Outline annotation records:
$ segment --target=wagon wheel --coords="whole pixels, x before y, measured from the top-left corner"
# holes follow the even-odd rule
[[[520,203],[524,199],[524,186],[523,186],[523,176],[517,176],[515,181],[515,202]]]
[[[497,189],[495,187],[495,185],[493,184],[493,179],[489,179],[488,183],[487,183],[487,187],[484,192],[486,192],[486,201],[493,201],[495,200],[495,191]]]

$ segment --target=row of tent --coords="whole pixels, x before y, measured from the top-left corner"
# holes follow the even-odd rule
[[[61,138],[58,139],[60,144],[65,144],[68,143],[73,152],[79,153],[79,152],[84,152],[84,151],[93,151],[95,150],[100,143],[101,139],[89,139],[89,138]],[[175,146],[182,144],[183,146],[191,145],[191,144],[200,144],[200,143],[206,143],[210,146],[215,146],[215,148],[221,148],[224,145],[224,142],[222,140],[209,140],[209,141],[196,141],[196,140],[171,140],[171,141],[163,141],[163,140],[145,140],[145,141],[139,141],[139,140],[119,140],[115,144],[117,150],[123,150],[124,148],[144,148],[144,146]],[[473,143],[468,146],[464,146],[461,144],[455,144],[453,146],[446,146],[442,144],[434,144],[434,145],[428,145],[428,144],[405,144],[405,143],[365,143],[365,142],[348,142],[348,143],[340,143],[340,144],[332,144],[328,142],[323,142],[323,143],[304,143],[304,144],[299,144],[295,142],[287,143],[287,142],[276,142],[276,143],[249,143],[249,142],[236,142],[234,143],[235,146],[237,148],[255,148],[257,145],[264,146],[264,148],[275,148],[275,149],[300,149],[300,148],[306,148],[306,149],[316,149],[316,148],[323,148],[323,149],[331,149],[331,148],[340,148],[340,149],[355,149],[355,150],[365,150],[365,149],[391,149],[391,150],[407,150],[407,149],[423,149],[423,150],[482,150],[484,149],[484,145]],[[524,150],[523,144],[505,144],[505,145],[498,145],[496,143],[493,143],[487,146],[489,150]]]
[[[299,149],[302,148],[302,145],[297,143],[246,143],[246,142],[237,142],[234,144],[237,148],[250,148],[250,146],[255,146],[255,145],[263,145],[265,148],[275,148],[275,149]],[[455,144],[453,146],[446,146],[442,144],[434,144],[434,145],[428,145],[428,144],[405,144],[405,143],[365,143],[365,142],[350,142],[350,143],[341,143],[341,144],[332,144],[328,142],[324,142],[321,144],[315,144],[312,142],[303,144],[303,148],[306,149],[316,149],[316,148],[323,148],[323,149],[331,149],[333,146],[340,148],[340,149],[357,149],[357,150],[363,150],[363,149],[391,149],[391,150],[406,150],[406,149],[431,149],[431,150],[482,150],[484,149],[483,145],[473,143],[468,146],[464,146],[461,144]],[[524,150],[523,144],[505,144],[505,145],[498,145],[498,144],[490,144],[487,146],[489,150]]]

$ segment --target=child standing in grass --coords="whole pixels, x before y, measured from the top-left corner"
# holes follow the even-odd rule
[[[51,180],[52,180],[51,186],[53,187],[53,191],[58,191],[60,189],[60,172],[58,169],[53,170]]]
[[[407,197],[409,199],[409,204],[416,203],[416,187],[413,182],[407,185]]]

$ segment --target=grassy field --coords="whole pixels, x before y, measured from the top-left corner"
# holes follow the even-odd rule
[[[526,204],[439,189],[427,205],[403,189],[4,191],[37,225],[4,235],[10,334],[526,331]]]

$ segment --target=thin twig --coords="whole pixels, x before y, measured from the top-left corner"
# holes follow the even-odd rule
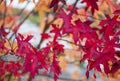
[[[49,74],[44,75],[44,74],[39,73],[38,75],[43,76],[43,77],[49,77],[49,78],[52,78],[52,79],[54,78],[52,75],[49,75]],[[85,78],[76,80],[76,79],[65,78],[65,77],[58,77],[58,79],[59,80],[65,80],[65,81],[83,81],[83,80],[85,80]]]
[[[38,2],[39,3],[39,2]],[[38,3],[36,4],[36,6],[38,5]],[[27,18],[31,15],[31,13],[34,12],[34,8],[27,14],[27,16],[19,23],[19,28],[20,26],[25,22],[25,20],[27,20]],[[17,29],[17,31],[19,30],[19,28]],[[9,40],[17,33],[17,31],[15,31],[9,38]]]
[[[23,9],[21,9],[21,11],[17,14],[18,16],[20,16],[20,15],[23,13],[23,11],[26,9],[26,7],[28,6],[29,3],[30,3],[30,1],[28,1],[28,2],[26,3],[25,7],[24,7]],[[12,25],[11,25],[10,28],[9,28],[9,32],[10,32],[10,30],[13,28],[14,25],[15,25],[15,23],[12,23]]]
[[[5,25],[5,18],[6,18],[6,13],[7,13],[7,6],[6,6],[6,0],[4,1],[4,5],[5,5],[5,10],[4,10],[4,15],[3,15],[3,26]]]
[[[63,4],[63,5],[58,9],[57,12],[59,12],[59,11],[64,7],[64,5],[65,5],[65,4]],[[57,14],[57,12],[55,13],[55,15]],[[45,28],[44,28],[44,30],[43,30],[42,33],[45,33],[46,30],[49,28],[49,26],[50,26],[56,19],[57,19],[57,18],[55,17],[51,22],[49,22],[49,23],[46,22]],[[43,42],[43,40],[42,40],[42,38],[41,38],[41,40],[40,40],[40,42],[39,42],[39,44],[38,44],[38,46],[37,46],[38,49],[40,48],[42,42]]]

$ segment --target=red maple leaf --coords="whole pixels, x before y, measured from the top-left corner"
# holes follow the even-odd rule
[[[7,34],[8,34],[8,33],[5,31],[5,28],[4,28],[4,26],[2,25],[2,26],[0,27],[0,37],[6,37]]]
[[[52,0],[51,4],[50,4],[50,8],[54,7],[54,11],[56,11],[58,9],[58,3],[62,2],[65,4],[65,0]]]
[[[55,24],[52,24],[52,27],[53,27],[54,29],[51,30],[50,32],[51,32],[51,33],[55,33],[55,36],[54,36],[54,41],[55,41],[58,37],[61,37],[60,29],[59,29]]]
[[[54,72],[54,81],[57,81],[58,75],[61,73],[59,62],[56,60],[57,55],[53,55],[53,62],[51,64],[50,72]]]
[[[98,5],[97,5],[98,0],[82,0],[82,3],[86,3],[86,10],[91,7],[92,14],[94,14],[95,10],[98,10]]]
[[[27,36],[24,38],[21,34],[16,36],[18,48],[16,54],[24,55],[30,52],[31,48],[34,50],[33,46],[29,43],[33,36]]]
[[[57,18],[62,18],[64,21],[64,25],[61,28],[62,29],[62,33],[69,33],[69,29],[71,27],[71,19],[72,19],[72,14],[69,13],[67,14],[63,9],[61,10],[61,13],[56,15]]]

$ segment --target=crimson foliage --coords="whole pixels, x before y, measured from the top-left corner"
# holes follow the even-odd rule
[[[58,9],[59,2],[65,4],[65,0],[52,0],[50,8],[54,8],[54,11]],[[95,10],[98,9],[98,0],[82,0],[82,3],[86,4],[86,10],[90,8],[91,13],[94,14]],[[97,70],[102,72],[100,65],[103,65],[104,72],[106,75],[109,73],[115,73],[120,68],[120,60],[116,57],[120,57],[120,21],[119,10],[113,12],[113,17],[106,15],[106,19],[101,20],[99,27],[93,28],[91,24],[92,20],[86,19],[81,21],[77,19],[74,24],[71,23],[73,14],[77,14],[78,8],[72,7],[71,9],[66,9],[69,13],[65,12],[65,9],[61,9],[55,17],[61,18],[63,20],[63,26],[52,24],[52,30],[50,33],[54,34],[53,40],[47,43],[47,46],[42,49],[37,49],[33,47],[29,41],[33,36],[27,36],[26,38],[21,34],[16,35],[17,49],[13,51],[5,47],[7,32],[4,26],[0,29],[0,50],[5,51],[6,54],[9,52],[13,53],[15,56],[24,59],[23,64],[21,60],[17,62],[0,60],[0,76],[4,76],[5,72],[13,73],[14,75],[20,76],[21,74],[29,72],[31,77],[34,78],[38,74],[39,69],[45,69],[48,72],[54,73],[54,80],[57,81],[58,75],[61,73],[61,68],[59,66],[59,61],[57,60],[58,55],[64,52],[64,45],[58,43],[58,39],[62,38],[64,35],[72,34],[72,39],[75,45],[79,46],[80,50],[84,52],[80,62],[85,60],[88,61],[86,76],[89,77],[89,71]],[[99,32],[99,34],[97,33]],[[42,41],[52,38],[48,33],[43,33]],[[82,40],[86,38],[85,44],[82,44]],[[52,54],[51,54],[52,53]],[[51,59],[52,56],[52,59]],[[19,70],[22,70],[19,72]],[[49,71],[50,70],[50,71]],[[95,73],[94,73],[94,77]]]

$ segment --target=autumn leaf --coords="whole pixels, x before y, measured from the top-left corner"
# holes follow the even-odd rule
[[[98,10],[98,0],[82,0],[82,3],[84,2],[87,4],[86,10],[90,7],[92,14],[94,14],[95,10]]]
[[[63,4],[65,4],[65,0],[52,0],[51,4],[50,4],[50,8],[53,7],[53,10],[56,11],[58,9],[58,3],[62,2]]]

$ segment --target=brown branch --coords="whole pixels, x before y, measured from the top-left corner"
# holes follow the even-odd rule
[[[7,6],[6,6],[6,0],[4,1],[4,5],[5,5],[5,10],[4,10],[4,15],[3,15],[3,26],[5,25],[5,17],[6,17],[6,13],[7,13]]]
[[[26,7],[29,3],[30,3],[30,1],[27,2],[27,4],[25,5],[25,7],[23,9],[21,9],[21,11],[17,14],[18,16],[20,16],[23,13],[23,11],[26,9]],[[12,25],[10,26],[9,33],[10,33],[10,30],[13,28],[14,25],[15,25],[15,23],[12,23]]]
[[[55,13],[55,15],[64,7],[64,5],[65,5],[65,4],[63,4],[63,5],[57,10],[57,12]],[[49,28],[49,26],[50,26],[56,19],[57,19],[57,18],[55,17],[51,22],[49,22],[49,23],[46,22],[45,28],[44,28],[44,30],[43,30],[42,33],[45,33],[46,30]],[[41,38],[41,40],[40,40],[40,42],[39,42],[39,44],[38,44],[38,46],[37,46],[38,49],[40,48],[42,42],[43,42],[43,40],[42,40],[42,38]]]

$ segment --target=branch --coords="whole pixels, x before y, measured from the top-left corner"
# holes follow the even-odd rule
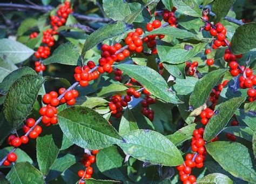
[[[36,10],[42,12],[46,13],[49,12],[53,9],[53,7],[41,5],[33,5],[30,4],[22,4],[16,3],[0,3],[0,10],[9,11],[9,10],[18,10],[18,11],[32,11]],[[92,21],[92,22],[109,22],[111,21],[111,19],[102,17],[96,17],[89,16],[86,15],[80,15],[78,13],[71,13],[75,17],[78,19],[82,21]]]

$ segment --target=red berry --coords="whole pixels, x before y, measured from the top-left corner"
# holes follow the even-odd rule
[[[7,156],[7,160],[10,162],[14,162],[17,160],[17,155],[14,153],[10,153]]]

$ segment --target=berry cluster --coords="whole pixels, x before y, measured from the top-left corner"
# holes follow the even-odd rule
[[[14,153],[10,153],[7,156],[7,159],[3,163],[5,166],[8,166],[11,163],[14,162],[17,160],[17,155]]]
[[[125,38],[125,44],[131,51],[141,52],[143,50],[143,42],[140,36],[143,34],[141,28],[137,28],[134,32],[130,32]]]
[[[164,21],[166,22],[169,23],[170,26],[177,28],[177,18],[174,16],[175,11],[176,11],[176,9],[174,7],[173,8],[172,11],[165,10],[163,12],[164,14],[163,15],[163,17],[164,18]]]
[[[156,103],[156,99],[154,98],[152,98],[149,96],[147,95],[145,97],[143,100],[142,101],[142,114],[147,117],[149,119],[153,121],[154,120],[154,112],[151,109],[149,108],[149,105],[151,104],[154,104]]]
[[[38,33],[37,32],[32,32],[30,35],[29,35],[29,38],[32,39],[37,37],[38,36]]]
[[[93,169],[90,167],[91,165],[96,161],[96,155],[99,152],[98,150],[92,150],[91,154],[84,153],[80,162],[85,167],[85,170],[79,170],[77,173],[78,176],[81,178],[79,183],[85,183],[84,178],[88,179],[91,178],[91,175],[93,173]]]
[[[122,45],[119,43],[116,43],[114,46],[110,46],[107,44],[103,44],[102,46],[102,53],[101,58],[99,59],[99,67],[98,71],[100,73],[104,72],[109,73],[111,73],[113,68],[112,65],[114,62],[119,62],[124,60],[125,57],[130,56],[130,51],[125,49],[120,53],[116,53],[122,48]]]
[[[36,70],[36,72],[37,73],[40,72],[41,71],[43,71],[45,70],[45,66],[39,61],[35,62],[35,66],[36,66],[35,70]]]
[[[57,11],[57,16],[51,17],[51,25],[53,27],[53,31],[57,30],[59,27],[65,23],[69,14],[71,12],[72,9],[70,8],[69,1],[66,1],[63,5],[59,6],[59,9]]]
[[[212,89],[212,92],[210,94],[210,100],[212,103],[212,108],[215,108],[218,99],[220,96],[220,92],[221,92],[223,88],[226,86],[226,85],[228,83],[228,80],[226,80],[223,81],[222,84],[219,84],[216,87],[214,87]]]
[[[95,64],[92,61],[90,61],[87,63],[87,65],[84,65],[83,67],[80,66],[76,67],[74,78],[76,81],[79,82],[81,86],[87,86],[89,84],[89,82],[90,81],[95,80],[99,77],[98,71],[95,71],[91,73],[89,72],[90,69],[95,66]]]
[[[193,63],[186,62],[185,70],[186,73],[190,76],[193,76],[194,72],[197,72],[197,67],[198,66],[198,62],[193,62]]]
[[[50,48],[48,46],[40,46],[37,50],[37,51],[35,53],[35,56],[37,58],[46,59],[51,53],[50,52]]]

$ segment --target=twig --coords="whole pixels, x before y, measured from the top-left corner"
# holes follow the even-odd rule
[[[37,11],[46,13],[52,10],[53,9],[53,7],[50,5],[36,6],[30,4],[22,4],[16,3],[0,3],[0,10],[36,10]],[[80,19],[82,21],[102,22],[109,22],[111,21],[111,19],[107,18],[95,17],[75,13],[73,13],[71,14],[78,19]]]

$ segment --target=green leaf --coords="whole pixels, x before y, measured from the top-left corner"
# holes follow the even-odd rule
[[[201,178],[197,183],[207,184],[233,184],[233,181],[226,175],[221,173],[213,173],[208,174],[203,178]]]
[[[6,175],[15,184],[44,184],[43,174],[28,162],[17,163]]]
[[[116,146],[101,149],[97,154],[96,163],[99,170],[105,176],[125,182],[128,180],[127,168],[123,166],[124,159]]]
[[[237,109],[245,101],[246,98],[236,97],[221,104],[205,126],[204,139],[208,141],[214,138],[227,124]]]
[[[252,22],[239,26],[231,42],[231,50],[235,54],[244,53],[256,47],[256,23]]]
[[[153,96],[174,104],[181,103],[174,92],[168,91],[169,87],[164,79],[153,69],[147,66],[129,64],[119,64],[116,66],[138,81]]]
[[[10,61],[5,61],[0,58],[0,83],[3,79],[14,70],[17,69],[18,67]]]
[[[69,65],[80,65],[82,58],[77,47],[70,42],[61,44],[57,48],[52,56],[44,60],[44,64],[60,63]]]
[[[17,79],[28,74],[35,75],[36,73],[35,70],[31,67],[27,66],[22,67],[14,71],[6,76],[2,82],[0,83],[0,88],[7,92],[10,86],[11,86]]]
[[[213,71],[197,81],[189,102],[194,109],[199,107],[205,103],[212,88],[217,84],[227,71],[227,69]]]
[[[238,142],[217,141],[210,142],[205,147],[225,170],[235,177],[255,182],[255,171],[249,151],[245,146]]]
[[[109,101],[102,98],[81,97],[77,98],[76,104],[92,108],[107,103],[109,103]]]
[[[124,142],[118,143],[126,154],[154,165],[174,166],[183,163],[178,148],[158,132],[137,130],[123,136]],[[149,154],[150,153],[150,154]]]
[[[28,18],[25,19],[21,23],[21,25],[19,26],[19,28],[18,28],[17,35],[18,36],[22,36],[26,32],[26,31],[36,26],[37,24],[37,20],[35,18]]]
[[[76,157],[70,154],[67,154],[57,158],[50,168],[50,171],[47,175],[46,181],[51,181],[57,178],[66,169],[76,163]]]
[[[9,87],[4,104],[4,113],[14,128],[23,124],[31,111],[44,79],[27,74],[17,79]]]
[[[122,115],[120,121],[119,133],[122,135],[128,132],[139,129],[132,113],[127,108]]]
[[[196,17],[202,16],[199,6],[194,0],[172,0],[172,3],[177,11],[181,14]]]
[[[58,125],[48,128],[36,140],[36,154],[40,171],[47,175],[62,146],[62,132]]]
[[[0,58],[16,64],[29,58],[34,51],[19,42],[10,39],[0,39]]]
[[[164,63],[164,67],[173,77],[176,78],[184,78],[184,69],[185,63],[181,63],[178,65],[172,65],[170,64]]]
[[[110,23],[97,30],[90,35],[85,40],[82,52],[82,58],[84,57],[86,51],[96,46],[100,42],[122,35],[130,29],[130,26],[123,22],[118,21],[116,23]]]
[[[168,10],[172,11],[173,6],[172,0],[162,0],[162,3]]]
[[[193,132],[195,130],[196,125],[197,124],[193,124],[186,126],[178,130],[173,134],[166,135],[166,137],[172,141],[175,146],[179,146],[184,141],[192,138]]]
[[[120,141],[122,138],[102,116],[86,107],[68,108],[58,114],[64,134],[84,148],[98,149]]]
[[[152,31],[146,32],[144,35],[143,35],[143,37],[149,35],[158,34],[171,36],[175,38],[180,39],[191,38],[199,39],[197,35],[192,33],[192,32],[188,32],[183,29],[173,28],[172,26],[159,28]]]
[[[216,22],[224,18],[228,13],[235,0],[214,0],[212,11],[216,14]]]
[[[177,78],[173,88],[177,94],[188,94],[193,92],[196,83],[198,81],[198,78],[192,77],[187,77],[185,79]]]
[[[114,21],[123,21],[132,12],[128,3],[119,0],[103,0],[104,12]]]
[[[190,59],[204,49],[207,44],[207,43],[200,43],[197,44],[183,43],[172,47],[157,45],[157,48],[161,62],[177,64]],[[185,49],[186,45],[192,46],[193,49],[186,50]]]
[[[249,141],[252,140],[253,131],[247,126],[234,126],[225,128],[223,132],[245,139]]]
[[[2,131],[2,129],[1,129]],[[12,146],[6,147],[0,150],[0,159],[3,159],[6,155],[8,154],[12,150],[14,147]],[[15,152],[17,155],[17,160],[15,163],[18,163],[21,162],[28,162],[30,163],[33,163],[33,160],[24,151],[20,148],[17,148]],[[6,166],[4,166],[4,168],[6,168]],[[8,167],[11,167],[11,165],[8,166]]]
[[[157,4],[160,0],[149,0],[147,1],[147,3],[143,5],[142,8],[137,9],[136,11],[132,11],[133,10],[131,8],[131,3],[129,4],[130,8],[131,8],[131,11],[132,12],[131,13],[129,13],[127,15],[124,19],[125,22],[127,22],[129,24],[131,24],[134,22],[136,19],[136,18],[139,16],[140,13],[144,10],[145,8],[149,5],[152,5],[154,4]],[[120,11],[120,9],[119,9]],[[116,12],[116,11],[115,11]],[[112,12],[113,14],[113,12]]]

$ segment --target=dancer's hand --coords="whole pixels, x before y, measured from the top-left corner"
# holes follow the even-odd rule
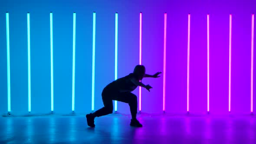
[[[156,73],[155,74],[154,74],[154,75],[153,75],[152,77],[154,78],[160,77],[160,76],[158,76],[158,75],[161,73],[162,73],[162,72],[158,72]]]
[[[145,86],[145,88],[147,89],[148,91],[148,92],[150,92],[150,88],[153,88],[151,86],[149,85],[148,85]]]

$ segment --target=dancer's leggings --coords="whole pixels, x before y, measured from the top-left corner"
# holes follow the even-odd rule
[[[137,97],[131,92],[118,92],[105,88],[102,91],[102,96],[104,107],[95,111],[96,117],[112,114],[113,112],[113,100],[128,103],[132,117],[136,117],[137,113]]]

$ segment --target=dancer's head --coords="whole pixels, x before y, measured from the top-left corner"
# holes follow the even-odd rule
[[[134,68],[133,73],[138,78],[139,80],[141,80],[145,75],[146,69],[143,65],[137,65]]]

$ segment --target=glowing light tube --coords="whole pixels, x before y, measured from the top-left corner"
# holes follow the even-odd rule
[[[165,111],[165,75],[166,72],[166,23],[167,13],[164,13],[164,78],[163,88],[163,111]]]
[[[115,13],[115,80],[117,79],[118,13]],[[115,101],[115,111],[117,111],[117,101]]]
[[[27,14],[28,33],[28,78],[29,112],[31,111],[31,85],[30,77],[30,13]]]
[[[73,13],[73,64],[72,71],[72,111],[75,111],[75,13]]]
[[[142,13],[140,13],[140,58],[139,64],[142,64]],[[139,111],[141,111],[141,87],[139,87]]]
[[[51,38],[51,110],[53,111],[53,13],[50,13]]]
[[[6,39],[7,44],[7,85],[8,111],[11,111],[11,86],[10,79],[10,43],[9,13],[6,13]]]
[[[207,15],[207,111],[210,111],[210,35],[209,15]]]
[[[229,69],[229,111],[231,111],[231,38],[232,15],[230,15]]]
[[[252,15],[252,44],[251,52],[251,112],[253,112],[253,38],[254,14]]]
[[[189,111],[189,59],[190,55],[190,14],[187,22],[187,111]]]
[[[95,36],[96,13],[93,12],[92,23],[92,111],[94,111],[94,90],[95,79]]]

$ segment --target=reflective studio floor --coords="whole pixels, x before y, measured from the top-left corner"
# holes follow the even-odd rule
[[[0,144],[256,144],[256,116],[140,114],[0,117]]]

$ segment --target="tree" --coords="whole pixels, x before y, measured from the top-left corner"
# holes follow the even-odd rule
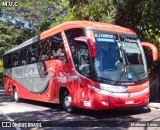
[[[67,14],[58,17],[52,27],[71,20],[114,23],[117,13],[115,0],[69,0],[60,6]]]

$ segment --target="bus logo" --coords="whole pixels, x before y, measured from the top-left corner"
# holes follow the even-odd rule
[[[128,97],[131,97],[131,94],[130,94],[130,93],[128,93]]]

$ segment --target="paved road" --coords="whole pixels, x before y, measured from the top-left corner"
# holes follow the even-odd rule
[[[15,103],[11,97],[6,96],[3,91],[0,91],[0,121],[12,121],[12,123],[21,122],[24,126],[26,123],[35,125],[33,123],[42,121],[42,128],[25,128],[24,126],[22,128],[17,126],[12,128],[14,130],[99,130],[111,128],[118,130],[158,130],[160,127],[131,127],[130,123],[140,123],[137,125],[146,125],[150,123],[156,125],[153,121],[159,121],[156,123],[159,123],[160,126],[160,109],[150,107],[107,111],[77,110],[76,113],[69,114],[63,111],[59,105],[30,100],[22,100],[20,103]],[[52,128],[49,126],[52,126]],[[10,128],[8,128],[8,130],[10,130]]]

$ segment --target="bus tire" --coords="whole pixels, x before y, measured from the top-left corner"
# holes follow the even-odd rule
[[[74,108],[72,106],[72,98],[68,90],[63,93],[63,108],[66,112],[72,113]]]
[[[19,101],[20,101],[20,98],[19,98],[19,96],[18,96],[17,89],[14,88],[13,92],[14,92],[14,93],[13,93],[14,101],[15,101],[15,102],[19,102]]]

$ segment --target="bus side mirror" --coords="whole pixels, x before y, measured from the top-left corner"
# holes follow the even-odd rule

Task directions:
Find the line containing "segment --target=reflective studio", then extract it and every line after it to the end of the data above, exactly and nothing else, without pictures.

Answer to this exercise:
$ segment --target=reflective studio floor --coords="whole pixels, x before y, measured from the top-left corner"
# holes follow the even-odd rule
[[[0,144],[256,144],[256,116],[140,114],[0,117]]]

$ segment --target="tree" --coords="whole pixels, x before y, measured from the top-left corner"
# holes follow the even-odd rule
[[[67,14],[58,17],[52,27],[71,20],[114,23],[117,13],[115,0],[69,0],[60,6]]]

$ segment --target="bus logo" --coords="whole pixels, x before y, measured from the top-left corner"
# holes follow the even-odd rule
[[[128,97],[131,97],[131,94],[130,94],[130,93],[128,93]]]

$ segment --target="paved road" --coords="whole pixels, x before y, measured from the top-left corner"
# holes follow the even-odd rule
[[[15,103],[11,97],[6,96],[3,91],[0,91],[0,121],[12,121],[12,123],[21,122],[24,126],[26,123],[35,125],[33,123],[42,121],[42,128],[25,128],[24,126],[22,128],[17,126],[12,128],[14,130],[99,130],[111,128],[118,130],[158,130],[160,127],[131,127],[130,123],[140,123],[137,125],[146,125],[150,123],[156,125],[153,121],[159,121],[156,123],[159,123],[160,126],[160,109],[150,107],[107,111],[77,110],[76,113],[69,114],[63,111],[59,105],[30,100],[22,100],[20,103]],[[52,128],[49,126],[52,126]],[[10,128],[8,128],[8,130],[10,130]]]

$ segment --target="bus tire" --coords="whole pixels, x before y, measured from the top-left corner"
# holes follow the even-odd rule
[[[74,108],[72,106],[72,98],[68,90],[63,93],[63,108],[66,112],[72,113]]]
[[[19,101],[20,101],[20,98],[19,98],[19,96],[18,96],[17,89],[14,88],[13,92],[14,92],[14,93],[13,93],[14,101],[15,101],[15,102],[19,102]]]

$ segment --target="bus side mirror" --coords="whole pixels, x before y, measured from the top-left corner"
# holes follow the even-odd rule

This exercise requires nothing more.